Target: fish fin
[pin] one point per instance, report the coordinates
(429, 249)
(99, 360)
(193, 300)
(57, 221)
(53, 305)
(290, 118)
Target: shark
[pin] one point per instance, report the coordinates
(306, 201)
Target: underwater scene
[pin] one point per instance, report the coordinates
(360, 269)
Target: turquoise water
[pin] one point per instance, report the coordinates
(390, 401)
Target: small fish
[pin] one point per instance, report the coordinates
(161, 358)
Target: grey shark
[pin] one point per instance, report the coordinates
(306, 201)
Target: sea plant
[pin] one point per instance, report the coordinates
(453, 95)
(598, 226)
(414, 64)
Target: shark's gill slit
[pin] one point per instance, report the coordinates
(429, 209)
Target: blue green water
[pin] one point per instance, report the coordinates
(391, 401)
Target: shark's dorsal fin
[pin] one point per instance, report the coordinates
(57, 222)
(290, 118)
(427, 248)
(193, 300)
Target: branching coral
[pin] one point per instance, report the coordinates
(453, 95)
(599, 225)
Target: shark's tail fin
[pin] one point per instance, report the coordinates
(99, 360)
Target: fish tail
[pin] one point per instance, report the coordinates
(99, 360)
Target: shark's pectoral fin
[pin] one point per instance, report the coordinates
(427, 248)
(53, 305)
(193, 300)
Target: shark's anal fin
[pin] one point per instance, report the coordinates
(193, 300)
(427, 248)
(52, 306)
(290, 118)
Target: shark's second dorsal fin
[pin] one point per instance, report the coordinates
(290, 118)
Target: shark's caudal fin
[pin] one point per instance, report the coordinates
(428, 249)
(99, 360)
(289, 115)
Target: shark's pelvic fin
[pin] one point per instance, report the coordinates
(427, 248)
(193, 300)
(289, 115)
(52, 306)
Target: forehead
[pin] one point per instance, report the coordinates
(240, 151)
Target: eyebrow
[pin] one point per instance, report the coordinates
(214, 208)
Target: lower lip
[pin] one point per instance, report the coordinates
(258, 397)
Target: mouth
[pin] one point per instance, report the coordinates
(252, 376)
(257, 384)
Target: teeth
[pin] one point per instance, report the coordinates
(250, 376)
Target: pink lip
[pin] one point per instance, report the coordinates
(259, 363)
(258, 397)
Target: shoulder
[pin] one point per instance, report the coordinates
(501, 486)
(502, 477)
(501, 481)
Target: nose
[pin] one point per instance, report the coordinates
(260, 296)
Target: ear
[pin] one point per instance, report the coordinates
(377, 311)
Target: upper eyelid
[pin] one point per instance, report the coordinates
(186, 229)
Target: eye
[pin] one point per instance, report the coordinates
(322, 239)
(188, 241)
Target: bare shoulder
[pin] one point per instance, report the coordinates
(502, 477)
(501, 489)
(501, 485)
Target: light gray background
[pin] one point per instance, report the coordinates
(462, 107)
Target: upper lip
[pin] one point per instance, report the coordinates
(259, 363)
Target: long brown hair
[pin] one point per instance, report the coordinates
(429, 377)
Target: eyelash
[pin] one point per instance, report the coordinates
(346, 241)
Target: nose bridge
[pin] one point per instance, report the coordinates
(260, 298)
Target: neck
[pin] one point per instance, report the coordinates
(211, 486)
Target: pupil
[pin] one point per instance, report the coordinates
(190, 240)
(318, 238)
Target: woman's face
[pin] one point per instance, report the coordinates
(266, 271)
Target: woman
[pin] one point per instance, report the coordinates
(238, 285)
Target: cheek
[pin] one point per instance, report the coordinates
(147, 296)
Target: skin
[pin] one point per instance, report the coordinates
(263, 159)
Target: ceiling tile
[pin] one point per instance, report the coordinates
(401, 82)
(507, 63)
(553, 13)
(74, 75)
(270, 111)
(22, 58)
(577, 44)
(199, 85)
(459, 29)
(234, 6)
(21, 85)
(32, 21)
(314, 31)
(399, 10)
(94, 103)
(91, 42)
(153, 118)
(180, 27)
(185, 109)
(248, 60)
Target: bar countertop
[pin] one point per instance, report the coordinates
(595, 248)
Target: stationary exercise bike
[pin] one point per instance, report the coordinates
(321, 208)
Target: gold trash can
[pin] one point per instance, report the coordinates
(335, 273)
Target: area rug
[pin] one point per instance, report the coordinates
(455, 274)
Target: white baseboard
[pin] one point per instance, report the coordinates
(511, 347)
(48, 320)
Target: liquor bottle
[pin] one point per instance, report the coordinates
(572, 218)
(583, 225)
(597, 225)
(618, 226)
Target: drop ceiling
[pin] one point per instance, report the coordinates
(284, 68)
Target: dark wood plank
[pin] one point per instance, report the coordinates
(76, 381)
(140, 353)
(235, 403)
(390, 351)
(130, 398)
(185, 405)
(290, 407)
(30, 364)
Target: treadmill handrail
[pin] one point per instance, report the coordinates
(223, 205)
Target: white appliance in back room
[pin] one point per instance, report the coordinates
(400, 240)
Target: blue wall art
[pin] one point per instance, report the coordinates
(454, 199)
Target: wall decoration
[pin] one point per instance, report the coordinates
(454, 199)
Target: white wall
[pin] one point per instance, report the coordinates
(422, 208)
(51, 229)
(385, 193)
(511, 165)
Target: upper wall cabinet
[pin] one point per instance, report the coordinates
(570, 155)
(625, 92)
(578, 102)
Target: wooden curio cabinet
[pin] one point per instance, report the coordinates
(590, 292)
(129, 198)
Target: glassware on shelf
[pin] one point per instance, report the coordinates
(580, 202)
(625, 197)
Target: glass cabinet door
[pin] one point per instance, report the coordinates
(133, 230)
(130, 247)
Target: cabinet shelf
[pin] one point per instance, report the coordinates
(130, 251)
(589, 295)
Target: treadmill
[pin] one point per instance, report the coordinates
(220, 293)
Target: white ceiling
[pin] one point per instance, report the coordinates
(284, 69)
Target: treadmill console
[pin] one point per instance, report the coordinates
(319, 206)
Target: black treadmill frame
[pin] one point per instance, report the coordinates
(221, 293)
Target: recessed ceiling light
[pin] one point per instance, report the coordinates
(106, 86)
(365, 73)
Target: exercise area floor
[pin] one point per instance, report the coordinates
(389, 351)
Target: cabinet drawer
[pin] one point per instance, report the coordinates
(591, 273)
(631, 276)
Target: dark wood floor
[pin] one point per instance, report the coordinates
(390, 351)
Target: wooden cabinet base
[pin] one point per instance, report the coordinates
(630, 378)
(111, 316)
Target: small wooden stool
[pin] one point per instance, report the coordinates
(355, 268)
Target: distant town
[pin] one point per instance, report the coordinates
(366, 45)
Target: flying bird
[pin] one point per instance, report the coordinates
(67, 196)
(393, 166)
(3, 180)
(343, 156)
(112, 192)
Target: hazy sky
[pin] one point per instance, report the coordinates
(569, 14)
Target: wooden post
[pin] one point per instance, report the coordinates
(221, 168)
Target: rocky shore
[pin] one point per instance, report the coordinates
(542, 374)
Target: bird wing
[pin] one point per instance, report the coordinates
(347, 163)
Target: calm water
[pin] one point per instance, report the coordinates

• • • •

> [GIVEN REQUEST] Each record above should be restated word for word.

> [SOLUTION TO THIS EXERCISE]
Target: fish fin
[pin] one point per instance, report the coordinates
(429, 249)
(99, 360)
(193, 300)
(57, 221)
(53, 305)
(290, 118)
Target: shark
[pin] one point per instance, report the coordinates
(306, 201)
Target: underwater scene
[pin] one point per instance, report the coordinates
(360, 269)
Target: turquoise water
[pin] one point per instance, report the coordinates
(390, 401)
Target: small fish
[pin] one point per instance, report the coordinates
(161, 358)
Target: grey shark
[pin] one point per instance, report the coordinates
(306, 201)
Target: sea plant
[pin] one point per instance, report the coordinates
(453, 95)
(598, 226)
(414, 64)
Target: shark's gill slit
[pin] one point per instance, report the coordinates
(429, 209)
Target: blue green water
[pin] one point per instance, report the coordinates
(391, 401)
Target: shark's dorsal fin
[pin] one point per instance, report the coordinates
(57, 222)
(290, 118)
(427, 248)
(193, 300)
Target: branching coral
[pin] one point per instance, report the coordinates
(453, 95)
(599, 225)
Target: shark's tail fin
[pin] one point per instance, report the coordinates
(99, 360)
Target: fish tail
[pin] one point per instance, report the coordinates
(99, 360)
Target: shark's pectoral fin
[pin] one point per instance, report the coordinates
(427, 248)
(53, 305)
(193, 300)
Target: shark's anal fin
[pin] one point per instance, report the coordinates
(193, 300)
(427, 248)
(52, 306)
(290, 118)
Target: shark's second dorsal fin
[pin] one point per instance, report the coordinates
(290, 118)
Target: shark's caudal fin
[pin] one point per instance, report the coordinates
(428, 249)
(99, 360)
(289, 115)
Target: shark's pelvic fin
[pin] one point per instance, report the coordinates
(427, 248)
(193, 300)
(289, 115)
(52, 306)
Target: forehead
[pin] one point per instance, report the coordinates
(240, 151)
Target: eyebrow
[pin] one point per instance, report the coordinates
(214, 208)
Target: lower lip
[pin] one point per instance, report the coordinates
(258, 397)
Target: mouth
[pin] one point per instance, report the coordinates
(252, 376)
(257, 384)
Target: teeth
[pin] one point per instance, report the coordinates
(250, 376)
Target: pink lip
[pin] one point per instance, report the coordinates
(259, 363)
(258, 397)
Target: shoulder
[pin] one point per instance, report the coordinates
(501, 486)
(502, 477)
(501, 481)
Target: nose
[pin] one point per instance, report the coordinates
(260, 296)
Target: ear
[pin] one point per instance, report the coordinates
(377, 311)
Target: upper eyelid
[pin] one point per instance, report the coordinates
(186, 229)
Target: eye
[pin] one point per instance, report the coordinates
(322, 239)
(188, 241)
Target: bare shoulder
[pin] one point per instance, report the coordinates
(502, 477)
(501, 489)
(501, 485)
Target: light gray background
[pin] one point per instance, report the coordinates
(462, 107)
Target: upper lip
[pin] one point per instance, report the coordinates
(259, 363)
Target: long brown hair
[pin] one point per instance, report the coordinates
(429, 377)
Target: eyelash
[pin] one point per instance, report the coordinates
(346, 241)
Target: nose bridge
[pin] one point per instance, report the coordinates
(260, 298)
Target: neck
[pin] one point per instance, report the coordinates
(211, 486)
Target: pupil
[pin] one point per instance, report the coordinates
(190, 240)
(318, 238)
Target: woman's face
[pin] one point per instance, report the coordinates
(266, 271)
Target: woman
[pin] one point per instance, report the coordinates
(238, 285)
Target: cheek
[pin] one point per instance, report the coordinates
(147, 296)
Target: skin
[pin] one point per instance, report the coordinates
(263, 159)
Target: ceiling tile
[pin] one point per instance, report the coordinates
(401, 82)
(507, 63)
(553, 13)
(74, 75)
(270, 111)
(22, 58)
(577, 44)
(199, 85)
(459, 29)
(234, 6)
(21, 85)
(32, 21)
(314, 31)
(399, 10)
(94, 103)
(91, 42)
(153, 118)
(180, 27)
(185, 109)
(248, 60)
Target: bar countertop
[pin] one point per instance, report the coordinates
(595, 248)
Target: stationary exercise bike
[pin] one point per instance, report the coordinates
(321, 208)
Target: gold trash can
[pin] one point per instance, report the coordinates
(335, 273)
Target: area rug
[pin] one point per instance, report the coordinates
(455, 274)
Target: white baseboard
[pin] one point per instance, report the coordinates
(511, 347)
(48, 320)
Target: liquor bottle
[pin] one point per instance, report the coordinates
(572, 218)
(583, 225)
(597, 225)
(618, 226)
Target: drop ceiling
[pin] one point per instance, report the coordinates
(284, 68)
Target: dark wood plank
[pin] one point per instance, report the coordinates
(76, 381)
(140, 353)
(235, 403)
(390, 351)
(130, 398)
(185, 405)
(290, 407)
(30, 364)
Target: treadmill handrail
[pin] one point per instance, report the coordinates
(223, 205)
Target: white appliance in back room
[pin] one point per instance, report the coordinates
(400, 240)
Target: blue wall art
[pin] one point per instance, report the coordinates
(454, 199)
Target: wall decoration
[pin] one point per instance, report the coordinates
(454, 199)
Target: white wall
[pin] one point per instance, report the coordinates
(422, 208)
(51, 229)
(385, 193)
(511, 165)
Target: upper wall cabinet
[pin] one point per instance, report the coordinates
(570, 155)
(625, 92)
(578, 102)
Target: wooden curio cabinet
[pin] one point per instance, report the coordinates
(590, 292)
(129, 198)
Target: glassware on shelf
[pin] one point per instance, report the coordinates
(580, 202)
(625, 197)
Target: glass cabinet door
[pin] one point per instance, report the coordinates
(133, 230)
(130, 247)
Target: cabinet shelf
[pin] one point per instance, report the coordinates
(130, 251)
(589, 295)
Target: treadmill
[pin] one point per instance, report the coordinates
(220, 293)
Target: white ceiling
[pin] one point per instance, report the coordinates
(284, 69)
Target: treadmill console
[pin] one point per instance, report the coordinates
(319, 206)
Target: black treadmill frame
[pin] one point per instance, report the coordinates
(221, 293)
Target: recessed ceiling light
[pin] one point per instance, report the coordinates
(106, 86)
(365, 73)
Target: exercise area floor
[pin] one point per instance, report the coordinates
(389, 351)
Target: cabinet drawer
[pin] one point per instance, report the coordinates
(591, 273)
(631, 276)
Target: dark wood floor
[pin] one point per instance, report the coordinates
(390, 351)
Target: wooden cabinet base
[pin] one point per instance, report the coordinates
(630, 378)
(111, 316)
Target: small wooden stool
[pin] one point per instance, report the coordinates
(355, 268)
Target: distant town
[pin] one point per instance, report the coordinates
(366, 45)
Target: flying bird
[pin] one point per instance, report the coordinates
(67, 196)
(393, 166)
(3, 180)
(343, 156)
(112, 192)
Target: hazy sky
[pin] one point per instance, report the coordinates
(569, 14)
Target: wooden post
[pin] one point per instance, report the coordinates
(221, 168)
Target: rocky shore
[pin] one point per instance, report the coordinates
(542, 374)
Target: bird wing
[pin] one point per instance, report the coordinates
(347, 163)
Target: calm water
[pin] one point per instance, report the coordinates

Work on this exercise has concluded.